§ **THE PROBLEM**: Write the lines below, from the line with "Find the dark" to the line with "[(196, 441), (558, 262)]", as a JSON list of strings, one string per line and no blank lines.

──────────────────────────────

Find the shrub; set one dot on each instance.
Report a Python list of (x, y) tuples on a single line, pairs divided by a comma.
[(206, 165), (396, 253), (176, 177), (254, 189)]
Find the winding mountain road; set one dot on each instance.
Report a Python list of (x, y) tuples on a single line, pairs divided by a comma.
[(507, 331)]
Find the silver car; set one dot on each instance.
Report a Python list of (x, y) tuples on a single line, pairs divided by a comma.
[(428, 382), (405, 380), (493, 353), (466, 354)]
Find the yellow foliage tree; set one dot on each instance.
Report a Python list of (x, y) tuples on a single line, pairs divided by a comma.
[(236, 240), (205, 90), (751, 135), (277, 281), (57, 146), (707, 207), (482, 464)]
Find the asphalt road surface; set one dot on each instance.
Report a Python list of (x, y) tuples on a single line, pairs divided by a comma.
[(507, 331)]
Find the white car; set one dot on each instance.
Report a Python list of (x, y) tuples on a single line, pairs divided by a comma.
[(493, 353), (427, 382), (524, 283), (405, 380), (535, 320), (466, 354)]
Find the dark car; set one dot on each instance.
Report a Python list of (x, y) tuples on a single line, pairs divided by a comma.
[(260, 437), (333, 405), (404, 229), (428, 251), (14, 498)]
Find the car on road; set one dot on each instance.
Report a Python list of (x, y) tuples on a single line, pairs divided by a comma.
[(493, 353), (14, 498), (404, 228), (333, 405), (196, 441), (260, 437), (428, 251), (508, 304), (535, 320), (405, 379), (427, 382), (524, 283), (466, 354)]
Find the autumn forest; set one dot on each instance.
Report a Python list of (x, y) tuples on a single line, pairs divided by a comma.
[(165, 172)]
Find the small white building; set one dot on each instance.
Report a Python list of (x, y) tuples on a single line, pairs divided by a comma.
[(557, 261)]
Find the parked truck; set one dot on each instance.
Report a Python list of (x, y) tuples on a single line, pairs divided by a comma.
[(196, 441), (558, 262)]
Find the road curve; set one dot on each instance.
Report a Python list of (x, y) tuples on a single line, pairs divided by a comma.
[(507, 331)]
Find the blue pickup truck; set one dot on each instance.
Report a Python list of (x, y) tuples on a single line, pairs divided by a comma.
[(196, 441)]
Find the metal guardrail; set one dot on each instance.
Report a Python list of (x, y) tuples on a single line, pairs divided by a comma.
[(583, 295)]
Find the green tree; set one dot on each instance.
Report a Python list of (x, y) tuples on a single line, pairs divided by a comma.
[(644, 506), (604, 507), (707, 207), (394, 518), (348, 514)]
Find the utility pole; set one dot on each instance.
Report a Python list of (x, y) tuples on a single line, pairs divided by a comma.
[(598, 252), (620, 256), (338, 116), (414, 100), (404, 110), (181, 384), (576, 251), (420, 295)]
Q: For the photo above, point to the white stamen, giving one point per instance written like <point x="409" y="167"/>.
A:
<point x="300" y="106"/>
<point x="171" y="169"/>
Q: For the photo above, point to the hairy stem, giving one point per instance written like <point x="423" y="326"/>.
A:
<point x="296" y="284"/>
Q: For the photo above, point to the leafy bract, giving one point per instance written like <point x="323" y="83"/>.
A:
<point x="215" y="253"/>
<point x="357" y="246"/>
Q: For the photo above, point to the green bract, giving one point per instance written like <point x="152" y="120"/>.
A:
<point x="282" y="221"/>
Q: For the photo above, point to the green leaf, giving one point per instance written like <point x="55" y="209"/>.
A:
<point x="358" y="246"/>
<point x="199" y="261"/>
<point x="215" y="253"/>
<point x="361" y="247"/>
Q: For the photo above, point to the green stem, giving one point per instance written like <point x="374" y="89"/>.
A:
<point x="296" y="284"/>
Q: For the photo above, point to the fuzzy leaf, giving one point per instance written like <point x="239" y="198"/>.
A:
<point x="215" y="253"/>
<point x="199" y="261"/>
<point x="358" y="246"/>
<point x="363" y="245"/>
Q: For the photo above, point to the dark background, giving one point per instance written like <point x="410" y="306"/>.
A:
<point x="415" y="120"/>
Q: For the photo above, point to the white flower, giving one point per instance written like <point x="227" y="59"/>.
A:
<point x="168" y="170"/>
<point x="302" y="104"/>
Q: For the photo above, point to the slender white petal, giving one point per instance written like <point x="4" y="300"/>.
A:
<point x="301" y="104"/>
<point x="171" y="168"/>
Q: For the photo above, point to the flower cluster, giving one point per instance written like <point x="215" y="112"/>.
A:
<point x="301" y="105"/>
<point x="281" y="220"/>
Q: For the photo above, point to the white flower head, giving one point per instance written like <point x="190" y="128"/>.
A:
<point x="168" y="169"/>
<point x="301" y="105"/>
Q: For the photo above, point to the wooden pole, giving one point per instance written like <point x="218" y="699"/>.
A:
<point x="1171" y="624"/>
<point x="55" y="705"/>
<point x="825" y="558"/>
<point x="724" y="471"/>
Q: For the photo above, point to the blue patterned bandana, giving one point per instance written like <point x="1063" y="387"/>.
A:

──────────────────────────────

§ **RESULT OF THE TASK**:
[
  "Find the dark car; set one dot on each instance.",
  "Report a Python list of (x, y) tuples on a single line, pairs divided by a comma.",
  "[(260, 437), (333, 405), (404, 229), (428, 251), (14, 498)]",
  "Find the car on road; set one dot on each instance.",
  "Report a Python list of (x, y) tuples on a single line, pairs divided by a comma.",
  "[(493, 353), (14, 498), (404, 228), (333, 405), (196, 441), (260, 437), (428, 251), (508, 304), (535, 320), (405, 379), (427, 382), (524, 283), (466, 354)]",
  "Find the autumn forest; set one dot on each instance.",
  "Report a Python list of (x, y) tuples on a single line, pairs divided by a comma.",
  "[(165, 172)]",
  "Find the small white building; set one dot on each instance.",
  "Report a Python list of (x, y) tuples on a single line, pairs divided by a comma.",
  "[(557, 261)]",
  "Find the parked truck; set one dot on each instance.",
  "Report a Python list of (x, y) tuples on a single line, pairs divided by a comma.",
  "[(196, 441), (558, 262)]"
]